#### Material supplied ####

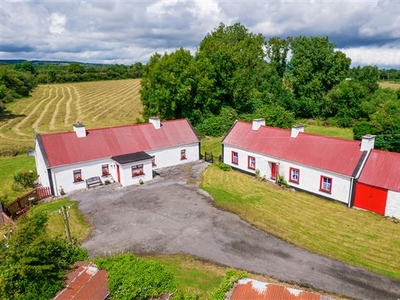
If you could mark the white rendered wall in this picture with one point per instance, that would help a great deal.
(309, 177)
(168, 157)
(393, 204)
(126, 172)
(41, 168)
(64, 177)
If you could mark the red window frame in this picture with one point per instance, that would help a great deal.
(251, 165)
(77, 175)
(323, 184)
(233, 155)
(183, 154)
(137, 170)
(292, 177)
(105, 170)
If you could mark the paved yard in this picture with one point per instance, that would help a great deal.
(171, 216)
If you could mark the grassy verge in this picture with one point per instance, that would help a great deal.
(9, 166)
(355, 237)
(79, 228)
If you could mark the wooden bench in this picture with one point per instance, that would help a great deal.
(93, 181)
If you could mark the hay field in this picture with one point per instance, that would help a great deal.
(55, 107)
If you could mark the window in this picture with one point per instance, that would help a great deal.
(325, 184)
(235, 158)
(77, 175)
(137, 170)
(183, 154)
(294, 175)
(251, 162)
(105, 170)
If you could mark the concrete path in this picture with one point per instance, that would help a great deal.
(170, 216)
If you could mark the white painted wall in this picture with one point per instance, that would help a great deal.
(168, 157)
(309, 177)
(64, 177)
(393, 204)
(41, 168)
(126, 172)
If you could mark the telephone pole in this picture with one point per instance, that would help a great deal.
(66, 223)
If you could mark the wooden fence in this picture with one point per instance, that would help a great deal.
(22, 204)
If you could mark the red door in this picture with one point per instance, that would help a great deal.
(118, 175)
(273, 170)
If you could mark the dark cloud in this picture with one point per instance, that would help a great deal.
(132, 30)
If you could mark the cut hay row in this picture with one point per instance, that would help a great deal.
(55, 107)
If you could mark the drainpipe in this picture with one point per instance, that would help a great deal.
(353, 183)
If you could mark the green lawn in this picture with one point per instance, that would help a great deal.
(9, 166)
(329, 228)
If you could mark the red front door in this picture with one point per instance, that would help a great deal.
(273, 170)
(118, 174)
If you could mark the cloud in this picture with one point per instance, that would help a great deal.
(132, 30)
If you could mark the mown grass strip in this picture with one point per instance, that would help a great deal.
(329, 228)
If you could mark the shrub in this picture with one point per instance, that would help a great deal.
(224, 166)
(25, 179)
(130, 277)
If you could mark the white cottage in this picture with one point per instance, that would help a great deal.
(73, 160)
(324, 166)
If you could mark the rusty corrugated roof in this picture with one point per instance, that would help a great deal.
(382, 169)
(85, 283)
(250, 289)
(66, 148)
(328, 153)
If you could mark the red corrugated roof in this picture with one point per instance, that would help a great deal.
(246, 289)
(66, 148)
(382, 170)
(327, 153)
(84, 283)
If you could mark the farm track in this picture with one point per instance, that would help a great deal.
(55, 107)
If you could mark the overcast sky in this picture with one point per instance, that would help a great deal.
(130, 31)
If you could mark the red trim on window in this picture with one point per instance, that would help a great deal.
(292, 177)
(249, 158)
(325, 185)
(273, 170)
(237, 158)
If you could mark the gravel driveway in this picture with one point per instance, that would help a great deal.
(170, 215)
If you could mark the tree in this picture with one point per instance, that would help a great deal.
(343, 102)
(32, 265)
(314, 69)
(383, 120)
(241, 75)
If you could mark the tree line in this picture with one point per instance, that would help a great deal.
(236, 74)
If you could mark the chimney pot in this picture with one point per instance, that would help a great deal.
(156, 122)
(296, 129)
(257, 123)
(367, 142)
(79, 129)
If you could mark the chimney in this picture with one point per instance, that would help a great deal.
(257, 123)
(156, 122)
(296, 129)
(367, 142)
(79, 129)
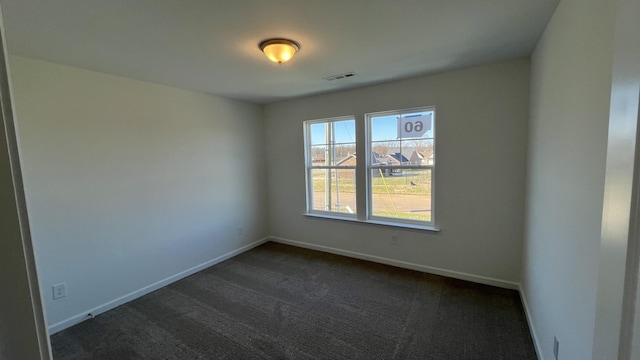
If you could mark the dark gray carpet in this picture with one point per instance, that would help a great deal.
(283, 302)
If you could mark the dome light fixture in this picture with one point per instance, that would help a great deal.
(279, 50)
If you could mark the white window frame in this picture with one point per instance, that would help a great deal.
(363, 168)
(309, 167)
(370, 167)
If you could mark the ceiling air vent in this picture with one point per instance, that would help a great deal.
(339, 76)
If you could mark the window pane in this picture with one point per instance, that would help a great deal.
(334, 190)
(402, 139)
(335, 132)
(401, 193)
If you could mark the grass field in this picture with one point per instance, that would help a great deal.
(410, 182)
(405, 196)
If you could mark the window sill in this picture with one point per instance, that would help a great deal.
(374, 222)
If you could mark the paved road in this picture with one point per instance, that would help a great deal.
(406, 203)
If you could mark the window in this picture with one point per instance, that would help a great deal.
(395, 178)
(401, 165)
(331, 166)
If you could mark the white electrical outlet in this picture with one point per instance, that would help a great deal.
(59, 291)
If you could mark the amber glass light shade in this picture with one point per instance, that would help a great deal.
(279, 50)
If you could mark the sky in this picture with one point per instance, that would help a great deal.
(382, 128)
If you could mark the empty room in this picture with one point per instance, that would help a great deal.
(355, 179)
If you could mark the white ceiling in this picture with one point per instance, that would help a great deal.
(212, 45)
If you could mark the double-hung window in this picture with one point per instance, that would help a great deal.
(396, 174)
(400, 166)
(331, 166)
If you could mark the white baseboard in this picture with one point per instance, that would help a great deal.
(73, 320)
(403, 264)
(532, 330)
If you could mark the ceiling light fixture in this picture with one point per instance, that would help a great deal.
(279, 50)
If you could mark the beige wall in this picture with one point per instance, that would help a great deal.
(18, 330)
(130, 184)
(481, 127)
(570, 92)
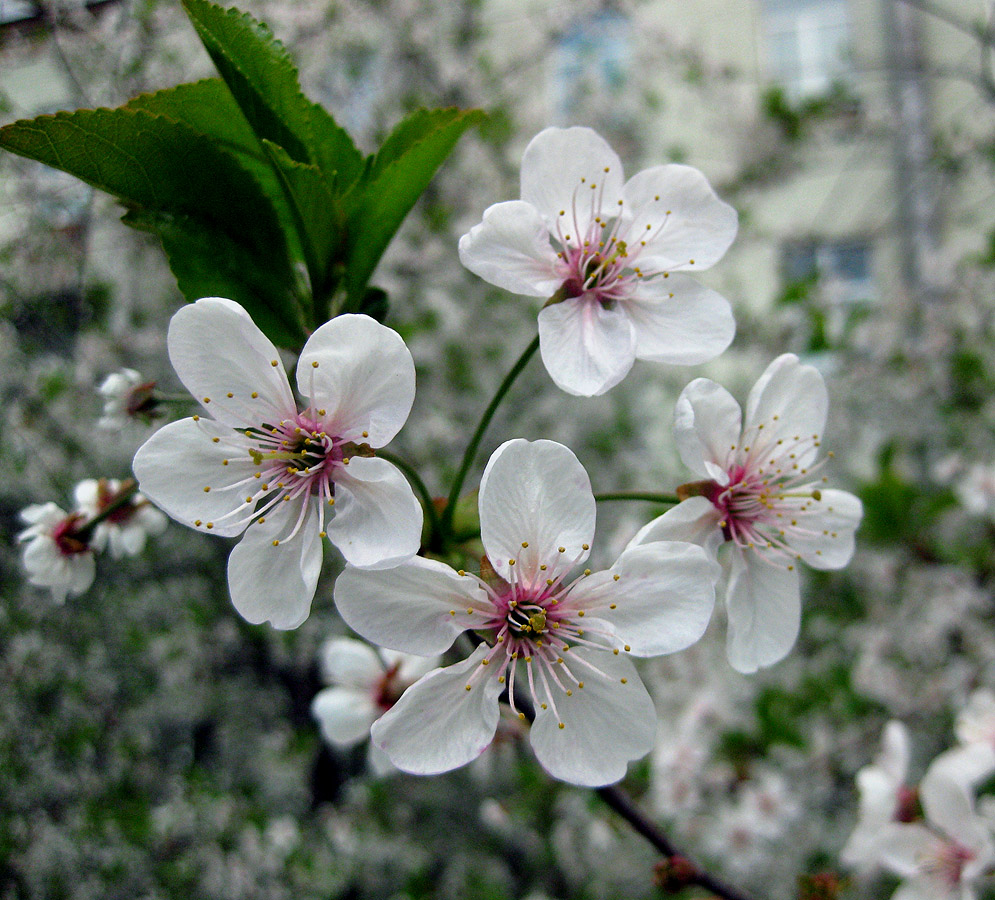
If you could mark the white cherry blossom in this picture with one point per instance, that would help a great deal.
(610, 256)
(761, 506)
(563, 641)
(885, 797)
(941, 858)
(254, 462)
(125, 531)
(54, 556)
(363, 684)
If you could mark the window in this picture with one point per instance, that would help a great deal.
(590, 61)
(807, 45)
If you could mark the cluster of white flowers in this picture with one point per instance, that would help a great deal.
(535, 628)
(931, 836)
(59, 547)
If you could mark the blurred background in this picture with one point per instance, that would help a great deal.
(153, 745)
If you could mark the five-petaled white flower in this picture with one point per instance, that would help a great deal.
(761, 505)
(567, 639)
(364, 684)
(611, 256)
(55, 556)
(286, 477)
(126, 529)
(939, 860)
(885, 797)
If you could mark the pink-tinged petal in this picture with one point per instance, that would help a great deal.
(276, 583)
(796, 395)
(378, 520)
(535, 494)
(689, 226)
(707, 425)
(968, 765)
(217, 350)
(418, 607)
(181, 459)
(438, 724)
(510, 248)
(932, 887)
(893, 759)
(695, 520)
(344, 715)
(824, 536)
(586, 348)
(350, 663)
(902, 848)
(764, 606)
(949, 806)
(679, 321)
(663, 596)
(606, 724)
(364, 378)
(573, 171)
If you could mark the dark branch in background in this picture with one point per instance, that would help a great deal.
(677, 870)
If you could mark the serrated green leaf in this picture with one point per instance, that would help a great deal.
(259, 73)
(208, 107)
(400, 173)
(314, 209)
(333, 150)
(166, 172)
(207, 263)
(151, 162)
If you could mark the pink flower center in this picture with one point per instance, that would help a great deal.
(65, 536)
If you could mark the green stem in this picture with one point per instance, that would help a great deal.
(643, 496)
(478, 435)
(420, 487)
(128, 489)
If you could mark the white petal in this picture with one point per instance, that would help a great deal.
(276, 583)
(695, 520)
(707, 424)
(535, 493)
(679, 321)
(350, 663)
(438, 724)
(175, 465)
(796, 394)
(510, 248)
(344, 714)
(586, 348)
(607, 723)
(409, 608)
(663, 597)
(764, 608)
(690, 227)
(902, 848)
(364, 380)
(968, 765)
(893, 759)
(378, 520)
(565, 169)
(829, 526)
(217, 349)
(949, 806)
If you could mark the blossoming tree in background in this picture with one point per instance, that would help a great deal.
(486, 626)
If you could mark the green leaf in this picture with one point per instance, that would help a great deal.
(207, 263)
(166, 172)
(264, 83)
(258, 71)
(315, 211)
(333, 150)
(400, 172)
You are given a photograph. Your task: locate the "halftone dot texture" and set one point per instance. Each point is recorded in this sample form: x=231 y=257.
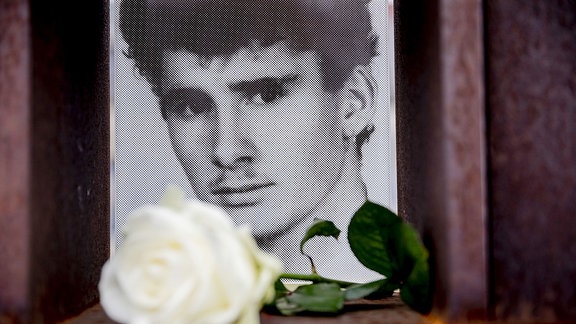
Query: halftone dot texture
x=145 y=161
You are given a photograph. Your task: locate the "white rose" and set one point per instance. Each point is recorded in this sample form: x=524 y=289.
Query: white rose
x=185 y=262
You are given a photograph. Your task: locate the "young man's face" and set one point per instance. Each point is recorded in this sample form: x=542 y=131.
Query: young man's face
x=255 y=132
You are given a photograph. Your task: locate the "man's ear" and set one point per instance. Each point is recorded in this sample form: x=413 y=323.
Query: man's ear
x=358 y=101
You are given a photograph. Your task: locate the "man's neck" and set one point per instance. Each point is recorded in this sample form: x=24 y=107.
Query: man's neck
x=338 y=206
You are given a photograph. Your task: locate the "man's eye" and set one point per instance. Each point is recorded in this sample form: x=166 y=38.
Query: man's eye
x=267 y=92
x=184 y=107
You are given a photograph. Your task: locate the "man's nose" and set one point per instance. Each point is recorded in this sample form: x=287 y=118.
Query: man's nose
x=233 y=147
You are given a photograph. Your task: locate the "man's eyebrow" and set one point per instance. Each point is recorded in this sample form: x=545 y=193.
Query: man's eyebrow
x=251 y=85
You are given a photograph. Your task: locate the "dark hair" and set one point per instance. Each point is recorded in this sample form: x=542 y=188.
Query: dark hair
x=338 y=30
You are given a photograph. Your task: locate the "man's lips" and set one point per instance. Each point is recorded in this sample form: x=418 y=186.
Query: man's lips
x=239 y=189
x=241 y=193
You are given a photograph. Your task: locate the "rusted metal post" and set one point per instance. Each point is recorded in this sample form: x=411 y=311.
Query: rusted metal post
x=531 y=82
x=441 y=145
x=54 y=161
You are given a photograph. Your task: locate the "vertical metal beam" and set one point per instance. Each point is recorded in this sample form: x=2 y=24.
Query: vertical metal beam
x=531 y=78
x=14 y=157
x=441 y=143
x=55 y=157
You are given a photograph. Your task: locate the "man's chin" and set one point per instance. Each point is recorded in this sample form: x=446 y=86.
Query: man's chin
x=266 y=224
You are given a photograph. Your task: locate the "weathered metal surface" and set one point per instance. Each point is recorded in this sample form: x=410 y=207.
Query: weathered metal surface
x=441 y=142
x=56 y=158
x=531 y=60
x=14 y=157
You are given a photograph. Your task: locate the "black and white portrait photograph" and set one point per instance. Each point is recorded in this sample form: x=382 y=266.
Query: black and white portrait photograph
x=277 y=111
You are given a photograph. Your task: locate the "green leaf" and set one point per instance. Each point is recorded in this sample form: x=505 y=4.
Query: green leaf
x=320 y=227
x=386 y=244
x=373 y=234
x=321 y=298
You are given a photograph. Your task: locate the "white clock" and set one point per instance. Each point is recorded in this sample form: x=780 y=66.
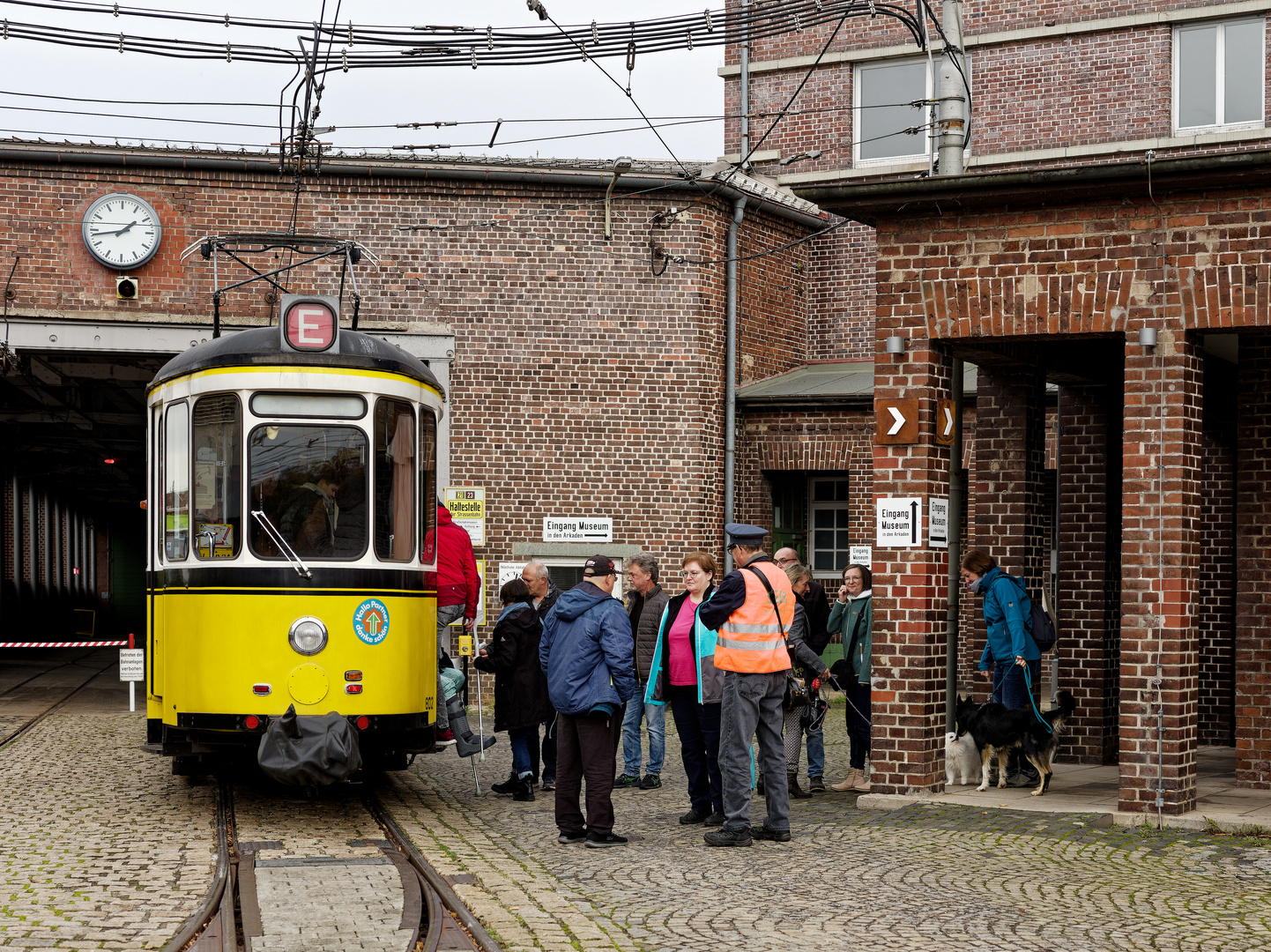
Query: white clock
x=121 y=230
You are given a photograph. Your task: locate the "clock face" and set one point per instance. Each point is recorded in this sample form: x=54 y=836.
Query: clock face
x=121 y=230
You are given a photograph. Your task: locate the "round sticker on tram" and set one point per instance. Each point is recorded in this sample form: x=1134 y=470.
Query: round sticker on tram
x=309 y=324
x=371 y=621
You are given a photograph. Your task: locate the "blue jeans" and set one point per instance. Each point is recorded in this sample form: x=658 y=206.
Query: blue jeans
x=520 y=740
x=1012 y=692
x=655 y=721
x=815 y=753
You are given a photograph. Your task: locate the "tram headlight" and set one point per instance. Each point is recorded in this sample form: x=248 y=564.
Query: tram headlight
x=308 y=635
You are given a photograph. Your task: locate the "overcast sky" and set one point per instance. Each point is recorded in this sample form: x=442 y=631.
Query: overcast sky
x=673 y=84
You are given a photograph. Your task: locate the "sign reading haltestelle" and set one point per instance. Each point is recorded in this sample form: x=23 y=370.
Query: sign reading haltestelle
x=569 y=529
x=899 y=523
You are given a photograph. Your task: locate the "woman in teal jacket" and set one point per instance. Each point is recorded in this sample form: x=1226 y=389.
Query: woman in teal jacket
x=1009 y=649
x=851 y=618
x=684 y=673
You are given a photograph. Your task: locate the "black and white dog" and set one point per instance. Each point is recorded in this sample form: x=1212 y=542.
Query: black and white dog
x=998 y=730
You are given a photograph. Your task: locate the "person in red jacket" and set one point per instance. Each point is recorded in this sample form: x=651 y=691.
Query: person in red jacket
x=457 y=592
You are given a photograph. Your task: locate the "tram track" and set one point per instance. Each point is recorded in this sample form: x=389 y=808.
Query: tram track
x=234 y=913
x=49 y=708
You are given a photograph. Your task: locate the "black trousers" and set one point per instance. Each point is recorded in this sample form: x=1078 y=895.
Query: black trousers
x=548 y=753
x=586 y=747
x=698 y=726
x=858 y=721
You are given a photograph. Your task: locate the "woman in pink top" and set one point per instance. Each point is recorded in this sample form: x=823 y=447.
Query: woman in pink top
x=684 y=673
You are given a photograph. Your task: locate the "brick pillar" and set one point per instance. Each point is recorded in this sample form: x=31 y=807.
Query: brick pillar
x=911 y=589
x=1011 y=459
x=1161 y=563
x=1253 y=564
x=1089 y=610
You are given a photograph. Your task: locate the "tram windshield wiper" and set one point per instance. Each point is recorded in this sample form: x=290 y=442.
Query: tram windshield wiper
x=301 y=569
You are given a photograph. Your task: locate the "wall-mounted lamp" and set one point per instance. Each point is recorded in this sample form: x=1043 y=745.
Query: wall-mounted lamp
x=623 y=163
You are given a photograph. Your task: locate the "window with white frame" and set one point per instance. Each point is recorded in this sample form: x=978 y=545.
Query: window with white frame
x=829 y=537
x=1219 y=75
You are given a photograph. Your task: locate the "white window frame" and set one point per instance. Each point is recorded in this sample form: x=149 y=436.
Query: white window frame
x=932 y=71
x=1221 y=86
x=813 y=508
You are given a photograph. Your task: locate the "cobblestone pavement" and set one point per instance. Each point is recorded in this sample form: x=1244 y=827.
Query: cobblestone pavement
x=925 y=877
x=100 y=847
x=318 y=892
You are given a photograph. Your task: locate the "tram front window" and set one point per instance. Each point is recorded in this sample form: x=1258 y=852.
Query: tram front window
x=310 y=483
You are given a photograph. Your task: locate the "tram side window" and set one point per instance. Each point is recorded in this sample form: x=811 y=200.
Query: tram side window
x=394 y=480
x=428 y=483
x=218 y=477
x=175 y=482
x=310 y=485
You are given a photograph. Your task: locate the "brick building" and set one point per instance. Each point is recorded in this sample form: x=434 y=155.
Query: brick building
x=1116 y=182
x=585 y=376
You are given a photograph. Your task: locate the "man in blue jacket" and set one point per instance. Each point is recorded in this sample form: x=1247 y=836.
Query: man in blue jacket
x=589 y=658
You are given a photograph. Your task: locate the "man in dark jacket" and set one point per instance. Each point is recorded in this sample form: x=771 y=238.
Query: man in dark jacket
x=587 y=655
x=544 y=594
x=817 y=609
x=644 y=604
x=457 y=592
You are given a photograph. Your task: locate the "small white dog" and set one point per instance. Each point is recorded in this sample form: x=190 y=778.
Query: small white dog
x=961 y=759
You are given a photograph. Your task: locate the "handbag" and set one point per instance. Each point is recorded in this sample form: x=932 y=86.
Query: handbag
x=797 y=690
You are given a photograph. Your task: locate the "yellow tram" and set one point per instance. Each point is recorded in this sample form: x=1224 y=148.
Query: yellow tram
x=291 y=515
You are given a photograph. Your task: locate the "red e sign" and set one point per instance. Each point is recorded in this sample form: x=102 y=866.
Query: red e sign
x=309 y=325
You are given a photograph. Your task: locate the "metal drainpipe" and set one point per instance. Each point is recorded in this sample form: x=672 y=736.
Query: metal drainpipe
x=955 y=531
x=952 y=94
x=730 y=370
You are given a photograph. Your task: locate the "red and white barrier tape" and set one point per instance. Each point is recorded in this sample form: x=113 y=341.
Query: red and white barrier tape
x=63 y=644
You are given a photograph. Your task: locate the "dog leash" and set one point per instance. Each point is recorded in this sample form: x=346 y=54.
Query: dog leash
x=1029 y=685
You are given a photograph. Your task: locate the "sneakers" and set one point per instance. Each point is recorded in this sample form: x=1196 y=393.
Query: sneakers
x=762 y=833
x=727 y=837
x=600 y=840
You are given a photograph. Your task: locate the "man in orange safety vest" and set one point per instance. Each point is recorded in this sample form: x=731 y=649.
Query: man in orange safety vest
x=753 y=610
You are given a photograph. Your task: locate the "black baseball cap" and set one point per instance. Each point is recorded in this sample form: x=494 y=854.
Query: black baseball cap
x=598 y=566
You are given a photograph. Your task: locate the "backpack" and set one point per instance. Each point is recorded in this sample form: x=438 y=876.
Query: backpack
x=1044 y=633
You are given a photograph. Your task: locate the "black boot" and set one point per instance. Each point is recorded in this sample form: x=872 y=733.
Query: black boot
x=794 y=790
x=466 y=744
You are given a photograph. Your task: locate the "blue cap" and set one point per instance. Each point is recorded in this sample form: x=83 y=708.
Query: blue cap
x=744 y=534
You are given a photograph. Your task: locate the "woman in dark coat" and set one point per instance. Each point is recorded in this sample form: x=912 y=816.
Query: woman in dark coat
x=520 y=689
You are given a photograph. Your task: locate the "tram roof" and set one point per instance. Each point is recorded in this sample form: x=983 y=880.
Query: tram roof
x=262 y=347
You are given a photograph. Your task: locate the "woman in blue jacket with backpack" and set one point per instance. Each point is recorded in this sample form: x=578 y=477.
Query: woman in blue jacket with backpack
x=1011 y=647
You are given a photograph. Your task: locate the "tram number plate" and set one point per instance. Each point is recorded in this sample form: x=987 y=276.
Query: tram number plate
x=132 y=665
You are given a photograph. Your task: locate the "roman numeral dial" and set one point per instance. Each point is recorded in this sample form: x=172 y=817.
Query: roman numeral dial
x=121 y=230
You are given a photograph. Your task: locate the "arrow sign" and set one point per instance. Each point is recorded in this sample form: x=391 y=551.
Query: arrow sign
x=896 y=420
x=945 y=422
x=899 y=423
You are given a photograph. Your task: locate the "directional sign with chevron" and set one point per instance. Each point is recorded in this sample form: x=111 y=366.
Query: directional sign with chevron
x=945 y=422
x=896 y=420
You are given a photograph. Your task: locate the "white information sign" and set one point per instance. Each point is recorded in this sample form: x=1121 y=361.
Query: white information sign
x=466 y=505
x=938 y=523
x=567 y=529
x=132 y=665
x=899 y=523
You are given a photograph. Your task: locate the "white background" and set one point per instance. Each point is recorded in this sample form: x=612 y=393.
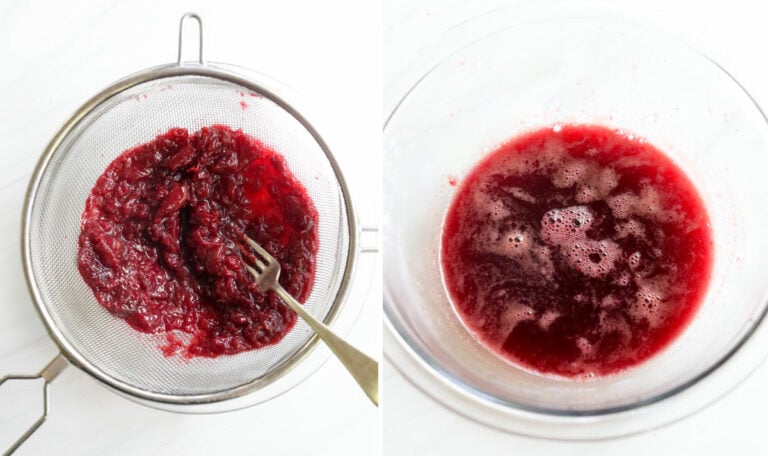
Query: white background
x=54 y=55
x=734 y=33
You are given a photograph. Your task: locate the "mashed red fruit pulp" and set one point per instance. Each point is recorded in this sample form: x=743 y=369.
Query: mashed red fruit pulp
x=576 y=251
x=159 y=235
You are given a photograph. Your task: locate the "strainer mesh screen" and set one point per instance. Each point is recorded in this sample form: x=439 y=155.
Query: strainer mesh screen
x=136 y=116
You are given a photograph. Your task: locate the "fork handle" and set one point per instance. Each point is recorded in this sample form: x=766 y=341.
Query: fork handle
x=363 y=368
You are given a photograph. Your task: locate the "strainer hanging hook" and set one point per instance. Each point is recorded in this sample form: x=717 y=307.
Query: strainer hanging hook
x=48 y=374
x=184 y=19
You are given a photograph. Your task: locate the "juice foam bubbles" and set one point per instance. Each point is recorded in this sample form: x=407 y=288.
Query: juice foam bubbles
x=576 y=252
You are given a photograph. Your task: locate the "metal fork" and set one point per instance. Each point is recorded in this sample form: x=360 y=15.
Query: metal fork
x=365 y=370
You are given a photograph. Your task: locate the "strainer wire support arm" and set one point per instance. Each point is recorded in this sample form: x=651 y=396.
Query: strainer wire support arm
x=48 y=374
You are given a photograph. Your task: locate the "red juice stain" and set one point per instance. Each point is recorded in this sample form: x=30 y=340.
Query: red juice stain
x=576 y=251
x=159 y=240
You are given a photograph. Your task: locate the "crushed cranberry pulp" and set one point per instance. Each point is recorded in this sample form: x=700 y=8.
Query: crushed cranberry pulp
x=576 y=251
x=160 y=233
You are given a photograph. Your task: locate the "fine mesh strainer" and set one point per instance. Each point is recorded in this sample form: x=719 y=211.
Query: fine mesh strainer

####

• **What you have to do**:
In the entries above, count the lines that contain the string "fine" and reply with the number only.

• **Solution to the problem**:
2